**Instructions to follow**
Write out the entries below once more, exactly, with the pictures left out.

**Material shown**
● ● ●

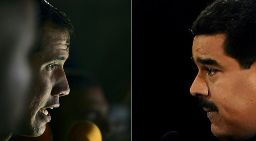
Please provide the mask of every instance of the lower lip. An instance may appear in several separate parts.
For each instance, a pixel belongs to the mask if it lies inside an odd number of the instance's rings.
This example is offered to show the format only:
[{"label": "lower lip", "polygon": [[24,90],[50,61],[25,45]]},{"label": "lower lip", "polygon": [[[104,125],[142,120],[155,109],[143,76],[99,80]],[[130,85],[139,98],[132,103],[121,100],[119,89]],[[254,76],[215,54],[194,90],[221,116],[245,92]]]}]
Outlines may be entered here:
[{"label": "lower lip", "polygon": [[47,115],[45,115],[41,111],[39,111],[39,113],[40,113],[39,115],[40,115],[40,117],[42,119],[47,122],[50,122],[50,121],[51,121],[51,115],[50,114],[50,113],[48,113],[48,114]]},{"label": "lower lip", "polygon": [[208,118],[210,118],[217,114],[217,112],[216,111],[208,111],[207,112],[207,117],[208,117]]}]

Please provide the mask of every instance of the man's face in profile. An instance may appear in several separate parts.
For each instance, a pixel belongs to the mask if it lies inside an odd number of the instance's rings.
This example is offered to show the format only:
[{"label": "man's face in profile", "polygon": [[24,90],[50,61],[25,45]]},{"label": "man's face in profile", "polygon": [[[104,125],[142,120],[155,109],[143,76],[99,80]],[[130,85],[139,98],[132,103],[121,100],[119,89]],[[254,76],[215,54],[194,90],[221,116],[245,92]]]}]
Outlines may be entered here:
[{"label": "man's face in profile", "polygon": [[30,104],[22,130],[17,134],[42,134],[51,120],[47,110],[59,107],[59,97],[69,93],[63,65],[69,57],[70,38],[67,30],[56,27],[48,22],[42,28],[40,50],[30,58],[33,73]]}]

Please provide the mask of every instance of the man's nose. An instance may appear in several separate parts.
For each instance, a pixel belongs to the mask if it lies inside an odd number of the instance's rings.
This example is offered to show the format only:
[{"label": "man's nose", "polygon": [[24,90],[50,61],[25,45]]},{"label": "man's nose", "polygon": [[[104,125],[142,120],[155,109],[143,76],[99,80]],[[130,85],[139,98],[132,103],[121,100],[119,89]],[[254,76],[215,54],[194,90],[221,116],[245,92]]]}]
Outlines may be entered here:
[{"label": "man's nose", "polygon": [[54,86],[51,90],[52,95],[64,96],[69,93],[69,83],[63,70],[56,71],[54,74],[55,76]]},{"label": "man's nose", "polygon": [[208,96],[208,87],[205,79],[198,74],[190,87],[190,93],[196,97]]}]

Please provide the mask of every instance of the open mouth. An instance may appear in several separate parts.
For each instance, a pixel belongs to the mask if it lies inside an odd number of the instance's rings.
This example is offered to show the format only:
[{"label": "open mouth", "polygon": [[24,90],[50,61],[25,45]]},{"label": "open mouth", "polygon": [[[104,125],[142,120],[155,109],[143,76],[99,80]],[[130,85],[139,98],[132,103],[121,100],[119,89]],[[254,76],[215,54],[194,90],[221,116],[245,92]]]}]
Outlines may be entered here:
[{"label": "open mouth", "polygon": [[[53,109],[53,108],[54,108],[53,107],[50,107],[47,108],[49,108],[50,109]],[[44,109],[45,108],[45,109]],[[40,110],[41,110],[41,112],[43,114],[44,114],[45,115],[47,116],[48,115],[48,114],[49,114],[49,112],[47,110],[46,110],[46,108],[42,108],[40,109]]]}]

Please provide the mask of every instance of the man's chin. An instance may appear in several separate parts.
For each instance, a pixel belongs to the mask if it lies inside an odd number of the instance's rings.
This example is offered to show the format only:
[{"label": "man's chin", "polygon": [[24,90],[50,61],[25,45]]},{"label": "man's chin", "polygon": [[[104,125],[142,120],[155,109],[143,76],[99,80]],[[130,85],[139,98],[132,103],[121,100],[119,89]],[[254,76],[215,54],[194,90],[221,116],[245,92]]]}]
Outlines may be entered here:
[{"label": "man's chin", "polygon": [[234,133],[231,131],[229,132],[227,130],[214,126],[212,124],[211,127],[211,130],[213,135],[218,138],[227,138],[241,140],[249,139],[255,135],[243,134],[241,133],[237,134]]}]

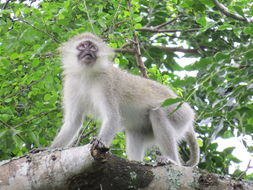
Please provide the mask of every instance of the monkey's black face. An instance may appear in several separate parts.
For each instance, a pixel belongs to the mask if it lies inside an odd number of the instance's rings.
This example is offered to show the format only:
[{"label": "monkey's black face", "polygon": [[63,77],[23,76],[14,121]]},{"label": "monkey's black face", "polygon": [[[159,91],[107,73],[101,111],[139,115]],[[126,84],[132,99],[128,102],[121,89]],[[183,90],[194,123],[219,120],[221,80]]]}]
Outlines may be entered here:
[{"label": "monkey's black face", "polygon": [[78,60],[81,63],[91,64],[96,61],[98,47],[95,44],[93,44],[91,41],[87,40],[87,41],[81,42],[76,47],[76,49],[79,50]]}]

● ● ●

**Reply**
Please provide the mask of every instance of the lower lip. An instance may appear in several separate parts.
For each instance, a pixel belongs to the mask if it lies inside an odd number of the instance's rings.
This example is offered to show the format only:
[{"label": "lower lip", "polygon": [[24,90],[50,61],[25,45]]},{"label": "lower lip", "polygon": [[[104,125],[142,120],[155,109],[143,76],[99,80]],[[130,85],[139,98],[132,103],[121,100],[119,89]],[[254,76],[215,54],[194,90],[221,116],[245,92]]]}]
Outlines may be entered here:
[{"label": "lower lip", "polygon": [[47,115],[45,115],[41,111],[39,111],[39,113],[40,113],[39,115],[40,115],[40,117],[42,119],[47,122],[50,122],[50,121],[51,121],[51,115],[50,114],[50,113],[48,113],[48,114]]},{"label": "lower lip", "polygon": [[208,118],[210,118],[217,114],[217,112],[216,111],[208,111],[207,112],[207,117],[208,117]]}]

Please provide the mask of every instance of the man's face in profile. An instance may appear in several separate parts.
For each instance, a pixel belongs to the mask if it lies inside an odd number of the instance's rings.
This example is offered to show the format only:
[{"label": "man's face in profile", "polygon": [[24,90],[50,61],[25,45]]},{"label": "man's face in profile", "polygon": [[[104,125],[142,120],[155,109],[143,76],[99,80]],[[130,85],[139,98],[132,103],[121,100],[119,89]],[[254,76],[215,54],[194,90],[221,116],[245,92]]]}]
Outlines may be entered here:
[{"label": "man's face in profile", "polygon": [[30,104],[22,130],[17,134],[42,134],[51,120],[47,110],[59,107],[59,97],[69,93],[63,65],[69,57],[70,38],[67,30],[56,27],[48,22],[42,28],[40,50],[30,58],[33,73]]}]

Please provide the mask of every instance of the man's nose. An instance may appear in several separate parts.
For each instance, a pixel belongs to the mask if it lies inside an odd number of the instance's rings.
This example is offered to show the format only:
[{"label": "man's nose", "polygon": [[24,90],[50,61],[25,45]]},{"label": "man's nose", "polygon": [[[104,125],[142,120],[155,109],[143,76],[99,80]],[[130,85],[139,98],[132,103],[121,100],[119,89]],[[254,76],[215,54],[194,90],[221,116],[245,92]]]}]
Outlines may be entered here:
[{"label": "man's nose", "polygon": [[54,86],[51,90],[52,95],[64,96],[69,93],[69,83],[63,70],[56,71],[54,74],[55,76]]},{"label": "man's nose", "polygon": [[208,96],[208,87],[205,79],[198,74],[190,87],[190,93],[196,97]]}]

Please provide the mask of every instance of the open mouth. An instance may appear in several separate parts.
For each instance, a pixel belongs to the mask if it lies inside an odd number of the instance's rings.
This example is offered to show the format only:
[{"label": "open mouth", "polygon": [[24,90],[50,61],[25,45]]},{"label": "open mouth", "polygon": [[[104,125],[142,120],[155,109],[143,76],[99,80]],[[130,85],[139,98],[132,103],[121,100],[119,89]],[[254,76],[215,54],[194,90],[221,116],[245,92]]]}]
Outlines may be entered here:
[{"label": "open mouth", "polygon": [[[53,109],[53,108],[54,108],[53,107],[50,107],[47,108],[49,108],[50,109]],[[44,109],[45,108],[45,109]],[[40,110],[41,110],[41,112],[43,114],[44,114],[45,115],[47,116],[48,115],[48,114],[49,114],[49,112],[47,110],[46,110],[46,108],[42,108],[40,109]]]}]

Please provide the mask of every instance of the man's chin. An instance may appear in several separate parts.
For each instance, a pixel belongs to the mask if it lies inside an odd number of the instance's rings.
This example is offered to show the format only:
[{"label": "man's chin", "polygon": [[24,90],[50,61],[25,45]]},{"label": "man's chin", "polygon": [[[104,125],[142,120],[155,109],[143,76],[99,80]],[[130,85],[139,98],[132,103],[121,100],[119,89]],[[254,76],[215,54],[194,90],[221,116],[245,92]]]}]
Outlines may be entered here:
[{"label": "man's chin", "polygon": [[234,133],[231,131],[229,132],[227,130],[214,126],[212,124],[211,127],[211,130],[213,135],[218,138],[227,138],[241,140],[249,139],[255,135],[243,134],[241,133],[237,134]]}]

Please provide the mask of every instance of the monkey's black face. An instance may appear in several separate parts.
For each instance, a pixel belongs to the mask if it lies inside an odd number of the instance's rings.
This example is offered to show the format only:
[{"label": "monkey's black face", "polygon": [[63,77],[23,76],[14,121]]},{"label": "monkey's black face", "polygon": [[[159,91],[107,73],[101,111],[139,115]],[[126,84],[132,99],[128,102],[121,89]],[[183,90],[194,123],[219,120],[221,80]]]}]
Outlines may be entered here:
[{"label": "monkey's black face", "polygon": [[78,60],[81,63],[91,64],[96,61],[98,47],[95,44],[93,44],[91,41],[87,40],[87,41],[81,42],[76,47],[76,49],[79,50]]}]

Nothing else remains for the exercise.